[EXERCISE OBJECTIVE]: Skip the pictures. Set down, word for word, the lines from the start of the material up to and including the line with "Query: bag strap".

++++ SUPPLIED MATERIAL ++++

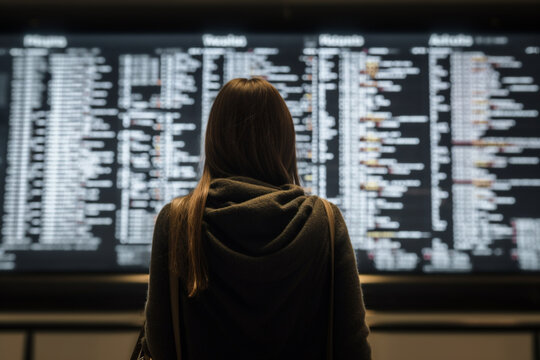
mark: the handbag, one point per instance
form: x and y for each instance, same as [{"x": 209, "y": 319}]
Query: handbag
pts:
[
  {"x": 332, "y": 226},
  {"x": 140, "y": 351}
]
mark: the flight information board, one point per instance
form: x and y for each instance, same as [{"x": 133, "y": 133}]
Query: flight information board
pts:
[{"x": 428, "y": 143}]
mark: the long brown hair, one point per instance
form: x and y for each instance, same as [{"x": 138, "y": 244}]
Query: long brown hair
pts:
[{"x": 250, "y": 133}]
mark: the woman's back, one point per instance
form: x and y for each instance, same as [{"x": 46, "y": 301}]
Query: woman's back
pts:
[
  {"x": 251, "y": 249},
  {"x": 268, "y": 258}
]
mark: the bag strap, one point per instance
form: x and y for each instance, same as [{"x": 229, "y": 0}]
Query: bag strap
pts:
[
  {"x": 332, "y": 226},
  {"x": 175, "y": 312}
]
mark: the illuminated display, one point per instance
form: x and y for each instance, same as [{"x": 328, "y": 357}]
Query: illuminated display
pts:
[{"x": 428, "y": 143}]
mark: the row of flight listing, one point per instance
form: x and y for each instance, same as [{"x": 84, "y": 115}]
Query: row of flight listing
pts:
[{"x": 428, "y": 143}]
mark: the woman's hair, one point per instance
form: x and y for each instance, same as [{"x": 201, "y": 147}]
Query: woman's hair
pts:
[{"x": 250, "y": 133}]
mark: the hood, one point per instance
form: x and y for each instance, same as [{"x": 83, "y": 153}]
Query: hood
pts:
[{"x": 258, "y": 232}]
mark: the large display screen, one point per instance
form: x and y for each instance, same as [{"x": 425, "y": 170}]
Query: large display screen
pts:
[{"x": 428, "y": 143}]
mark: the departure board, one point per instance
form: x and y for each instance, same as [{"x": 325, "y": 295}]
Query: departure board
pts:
[{"x": 428, "y": 143}]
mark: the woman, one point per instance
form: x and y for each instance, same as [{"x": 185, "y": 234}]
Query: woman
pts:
[{"x": 251, "y": 249}]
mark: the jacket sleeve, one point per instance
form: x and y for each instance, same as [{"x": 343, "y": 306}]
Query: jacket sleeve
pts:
[
  {"x": 158, "y": 328},
  {"x": 350, "y": 328}
]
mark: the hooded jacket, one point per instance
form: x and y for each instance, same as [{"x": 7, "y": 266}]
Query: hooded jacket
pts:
[{"x": 268, "y": 256}]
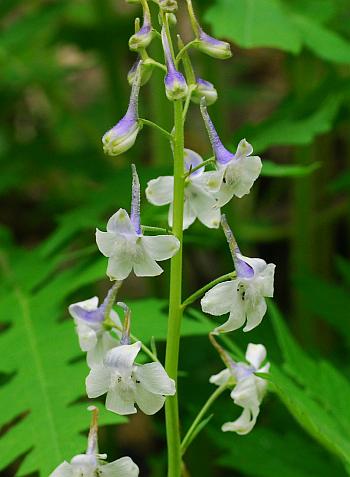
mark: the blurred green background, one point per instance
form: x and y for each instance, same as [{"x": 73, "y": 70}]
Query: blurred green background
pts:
[{"x": 63, "y": 67}]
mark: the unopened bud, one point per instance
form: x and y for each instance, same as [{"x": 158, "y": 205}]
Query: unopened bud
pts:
[
  {"x": 175, "y": 84},
  {"x": 204, "y": 89},
  {"x": 146, "y": 72},
  {"x": 168, "y": 6},
  {"x": 123, "y": 135},
  {"x": 212, "y": 46}
]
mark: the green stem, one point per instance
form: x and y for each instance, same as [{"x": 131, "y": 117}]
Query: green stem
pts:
[
  {"x": 208, "y": 286},
  {"x": 147, "y": 122},
  {"x": 175, "y": 308},
  {"x": 188, "y": 437},
  {"x": 211, "y": 160}
]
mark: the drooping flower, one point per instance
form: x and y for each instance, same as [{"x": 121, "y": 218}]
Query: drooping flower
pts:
[
  {"x": 142, "y": 38},
  {"x": 200, "y": 193},
  {"x": 206, "y": 43},
  {"x": 243, "y": 297},
  {"x": 88, "y": 316},
  {"x": 122, "y": 136},
  {"x": 175, "y": 83},
  {"x": 127, "y": 383},
  {"x": 127, "y": 248},
  {"x": 146, "y": 71},
  {"x": 249, "y": 389},
  {"x": 92, "y": 463},
  {"x": 239, "y": 171},
  {"x": 204, "y": 89}
]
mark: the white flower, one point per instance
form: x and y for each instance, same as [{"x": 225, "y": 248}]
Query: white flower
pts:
[
  {"x": 242, "y": 297},
  {"x": 93, "y": 337},
  {"x": 201, "y": 189},
  {"x": 127, "y": 248},
  {"x": 238, "y": 171},
  {"x": 85, "y": 465},
  {"x": 127, "y": 383},
  {"x": 249, "y": 389}
]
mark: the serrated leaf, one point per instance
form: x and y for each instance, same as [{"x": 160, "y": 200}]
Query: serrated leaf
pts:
[
  {"x": 316, "y": 394},
  {"x": 36, "y": 352}
]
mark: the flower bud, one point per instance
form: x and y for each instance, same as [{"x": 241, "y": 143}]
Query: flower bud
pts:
[
  {"x": 175, "y": 84},
  {"x": 168, "y": 6},
  {"x": 123, "y": 135},
  {"x": 142, "y": 38},
  {"x": 204, "y": 89},
  {"x": 213, "y": 47},
  {"x": 146, "y": 72}
]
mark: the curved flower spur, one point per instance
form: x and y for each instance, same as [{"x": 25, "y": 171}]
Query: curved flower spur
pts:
[
  {"x": 238, "y": 171},
  {"x": 248, "y": 389},
  {"x": 92, "y": 463},
  {"x": 127, "y": 382},
  {"x": 243, "y": 297},
  {"x": 127, "y": 248},
  {"x": 200, "y": 192}
]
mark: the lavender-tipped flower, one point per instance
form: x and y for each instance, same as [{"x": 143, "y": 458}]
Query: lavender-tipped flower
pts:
[
  {"x": 146, "y": 72},
  {"x": 122, "y": 136},
  {"x": 142, "y": 38},
  {"x": 204, "y": 89},
  {"x": 175, "y": 84},
  {"x": 206, "y": 43},
  {"x": 168, "y": 6},
  {"x": 238, "y": 171}
]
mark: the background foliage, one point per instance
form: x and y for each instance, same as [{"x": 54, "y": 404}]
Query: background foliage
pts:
[{"x": 63, "y": 83}]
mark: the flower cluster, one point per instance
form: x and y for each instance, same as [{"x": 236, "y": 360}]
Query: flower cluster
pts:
[{"x": 198, "y": 189}]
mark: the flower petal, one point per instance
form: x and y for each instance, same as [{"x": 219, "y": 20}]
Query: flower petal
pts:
[
  {"x": 237, "y": 315},
  {"x": 218, "y": 300},
  {"x": 204, "y": 206},
  {"x": 160, "y": 191},
  {"x": 161, "y": 247},
  {"x": 98, "y": 381},
  {"x": 120, "y": 402},
  {"x": 106, "y": 242},
  {"x": 121, "y": 358},
  {"x": 148, "y": 402},
  {"x": 221, "y": 378},
  {"x": 87, "y": 336},
  {"x": 120, "y": 223},
  {"x": 155, "y": 379},
  {"x": 144, "y": 265},
  {"x": 255, "y": 312},
  {"x": 63, "y": 470},
  {"x": 244, "y": 424},
  {"x": 88, "y": 305},
  {"x": 255, "y": 354},
  {"x": 124, "y": 467}
]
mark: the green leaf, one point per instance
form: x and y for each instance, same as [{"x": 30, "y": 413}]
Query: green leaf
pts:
[
  {"x": 316, "y": 394},
  {"x": 38, "y": 348},
  {"x": 275, "y": 454},
  {"x": 254, "y": 23}
]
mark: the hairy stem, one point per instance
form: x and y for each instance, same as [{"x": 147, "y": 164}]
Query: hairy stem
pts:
[{"x": 175, "y": 308}]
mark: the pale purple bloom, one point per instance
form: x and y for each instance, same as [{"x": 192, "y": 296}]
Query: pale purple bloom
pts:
[
  {"x": 144, "y": 36},
  {"x": 204, "y": 89},
  {"x": 123, "y": 135},
  {"x": 93, "y": 337},
  {"x": 200, "y": 193},
  {"x": 248, "y": 390},
  {"x": 243, "y": 297},
  {"x": 238, "y": 171},
  {"x": 175, "y": 83},
  {"x": 127, "y": 383},
  {"x": 126, "y": 246}
]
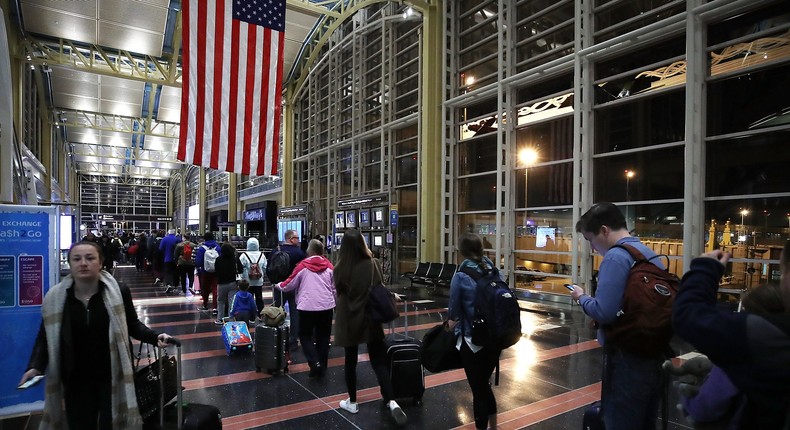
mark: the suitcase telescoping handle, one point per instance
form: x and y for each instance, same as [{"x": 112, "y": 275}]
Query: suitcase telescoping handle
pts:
[{"x": 179, "y": 394}]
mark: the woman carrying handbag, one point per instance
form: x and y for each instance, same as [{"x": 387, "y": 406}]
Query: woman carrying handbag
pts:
[{"x": 353, "y": 325}]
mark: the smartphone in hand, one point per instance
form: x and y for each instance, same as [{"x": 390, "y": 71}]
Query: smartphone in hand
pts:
[{"x": 30, "y": 382}]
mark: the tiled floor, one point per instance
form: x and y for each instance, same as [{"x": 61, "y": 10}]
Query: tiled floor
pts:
[{"x": 546, "y": 379}]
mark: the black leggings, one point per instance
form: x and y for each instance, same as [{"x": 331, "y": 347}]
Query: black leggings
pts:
[
  {"x": 89, "y": 406},
  {"x": 377, "y": 350},
  {"x": 479, "y": 367}
]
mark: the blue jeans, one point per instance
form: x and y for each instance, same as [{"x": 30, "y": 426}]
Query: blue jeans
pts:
[{"x": 632, "y": 392}]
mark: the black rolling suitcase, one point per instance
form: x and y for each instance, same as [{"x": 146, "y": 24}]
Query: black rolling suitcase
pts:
[
  {"x": 593, "y": 417},
  {"x": 192, "y": 416},
  {"x": 271, "y": 349},
  {"x": 405, "y": 367}
]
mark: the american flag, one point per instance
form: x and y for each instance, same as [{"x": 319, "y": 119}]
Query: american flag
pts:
[{"x": 232, "y": 78}]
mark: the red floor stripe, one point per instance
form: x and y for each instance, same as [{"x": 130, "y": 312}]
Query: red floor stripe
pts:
[
  {"x": 545, "y": 408},
  {"x": 542, "y": 410}
]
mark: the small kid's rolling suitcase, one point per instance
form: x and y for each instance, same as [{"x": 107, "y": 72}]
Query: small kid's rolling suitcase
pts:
[
  {"x": 236, "y": 337},
  {"x": 271, "y": 348},
  {"x": 181, "y": 416},
  {"x": 593, "y": 418}
]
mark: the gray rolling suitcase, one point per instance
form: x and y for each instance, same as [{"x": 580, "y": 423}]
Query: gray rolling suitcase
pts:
[
  {"x": 179, "y": 414},
  {"x": 404, "y": 364},
  {"x": 271, "y": 349}
]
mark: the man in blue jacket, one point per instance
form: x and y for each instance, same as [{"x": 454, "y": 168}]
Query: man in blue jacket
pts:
[
  {"x": 168, "y": 246},
  {"x": 632, "y": 381}
]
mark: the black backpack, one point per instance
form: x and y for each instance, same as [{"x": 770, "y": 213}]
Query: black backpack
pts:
[
  {"x": 279, "y": 267},
  {"x": 497, "y": 319},
  {"x": 644, "y": 324}
]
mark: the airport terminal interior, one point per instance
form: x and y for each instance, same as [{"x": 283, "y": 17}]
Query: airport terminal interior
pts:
[{"x": 415, "y": 121}]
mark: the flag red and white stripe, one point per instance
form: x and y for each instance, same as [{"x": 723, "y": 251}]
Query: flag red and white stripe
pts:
[{"x": 232, "y": 84}]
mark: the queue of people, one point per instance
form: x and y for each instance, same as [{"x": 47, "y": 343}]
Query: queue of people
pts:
[{"x": 749, "y": 387}]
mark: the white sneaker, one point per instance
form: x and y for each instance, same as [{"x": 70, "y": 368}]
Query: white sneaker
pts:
[
  {"x": 349, "y": 406},
  {"x": 397, "y": 413}
]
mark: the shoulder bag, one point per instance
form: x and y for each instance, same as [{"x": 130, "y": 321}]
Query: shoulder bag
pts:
[
  {"x": 381, "y": 301},
  {"x": 147, "y": 383}
]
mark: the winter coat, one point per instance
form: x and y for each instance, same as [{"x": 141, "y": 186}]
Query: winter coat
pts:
[
  {"x": 168, "y": 246},
  {"x": 201, "y": 251},
  {"x": 243, "y": 301},
  {"x": 352, "y": 320},
  {"x": 227, "y": 265},
  {"x": 312, "y": 280},
  {"x": 752, "y": 350},
  {"x": 250, "y": 256}
]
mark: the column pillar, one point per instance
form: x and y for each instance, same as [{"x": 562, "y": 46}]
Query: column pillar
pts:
[{"x": 431, "y": 154}]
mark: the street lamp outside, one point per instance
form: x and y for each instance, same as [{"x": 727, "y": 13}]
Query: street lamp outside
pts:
[
  {"x": 628, "y": 175},
  {"x": 527, "y": 157},
  {"x": 743, "y": 213}
]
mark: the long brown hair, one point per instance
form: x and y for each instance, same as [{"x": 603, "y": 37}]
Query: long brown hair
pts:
[{"x": 352, "y": 251}]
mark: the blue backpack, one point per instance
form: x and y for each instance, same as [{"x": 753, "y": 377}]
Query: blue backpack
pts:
[{"x": 497, "y": 319}]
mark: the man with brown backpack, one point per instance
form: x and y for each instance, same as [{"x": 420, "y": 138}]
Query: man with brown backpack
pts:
[
  {"x": 634, "y": 341},
  {"x": 185, "y": 254}
]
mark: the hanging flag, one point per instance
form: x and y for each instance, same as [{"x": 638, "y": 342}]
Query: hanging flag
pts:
[{"x": 232, "y": 79}]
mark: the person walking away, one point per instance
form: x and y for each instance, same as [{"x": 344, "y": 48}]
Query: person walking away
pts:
[
  {"x": 108, "y": 252},
  {"x": 253, "y": 255},
  {"x": 312, "y": 282},
  {"x": 185, "y": 263},
  {"x": 353, "y": 326},
  {"x": 243, "y": 307},
  {"x": 633, "y": 381},
  {"x": 208, "y": 278},
  {"x": 291, "y": 246},
  {"x": 167, "y": 247},
  {"x": 479, "y": 362},
  {"x": 88, "y": 361},
  {"x": 228, "y": 265},
  {"x": 750, "y": 349},
  {"x": 142, "y": 252}
]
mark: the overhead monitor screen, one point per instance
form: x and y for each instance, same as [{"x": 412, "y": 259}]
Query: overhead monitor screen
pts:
[
  {"x": 351, "y": 219},
  {"x": 284, "y": 225},
  {"x": 378, "y": 217},
  {"x": 545, "y": 237},
  {"x": 364, "y": 218},
  {"x": 378, "y": 240},
  {"x": 340, "y": 219}
]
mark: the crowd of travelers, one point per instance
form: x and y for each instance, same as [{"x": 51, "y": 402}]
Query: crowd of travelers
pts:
[{"x": 748, "y": 352}]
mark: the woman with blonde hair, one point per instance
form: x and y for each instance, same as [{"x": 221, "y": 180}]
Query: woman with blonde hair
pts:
[{"x": 83, "y": 345}]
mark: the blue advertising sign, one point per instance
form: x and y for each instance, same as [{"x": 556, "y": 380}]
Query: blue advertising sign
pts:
[{"x": 28, "y": 267}]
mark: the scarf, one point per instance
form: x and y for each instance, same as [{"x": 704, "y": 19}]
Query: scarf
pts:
[{"x": 125, "y": 414}]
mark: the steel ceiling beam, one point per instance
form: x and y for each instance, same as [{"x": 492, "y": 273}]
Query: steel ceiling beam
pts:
[
  {"x": 317, "y": 7},
  {"x": 102, "y": 61},
  {"x": 88, "y": 179},
  {"x": 111, "y": 170},
  {"x": 118, "y": 123}
]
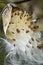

++++

[WRITTEN RESPONSE]:
mark: the handbag, one point per instance
form: x and y for each instance, same as [{"x": 209, "y": 319}]
Query: handbag
pts:
[
  {"x": 332, "y": 226},
  {"x": 140, "y": 351}
]
mark: the flight information board, one point per instance
form: x and y for each instance, same as [{"x": 133, "y": 133}]
Query: flight information board
pts:
[{"x": 428, "y": 143}]
mark: the long brown hair, one point per instance
form: x and y for each instance, same as [{"x": 138, "y": 244}]
Query: long brown hair
pts:
[{"x": 250, "y": 133}]
mark: the woman's back, one point per instance
form: x and y for each instance, same as [{"x": 46, "y": 301}]
Query: woman's back
pts:
[
  {"x": 251, "y": 249},
  {"x": 268, "y": 258}
]
mark: the bag strap, one point per instance
form: x and y for each instance, same as [{"x": 229, "y": 0}]
Query: bag strap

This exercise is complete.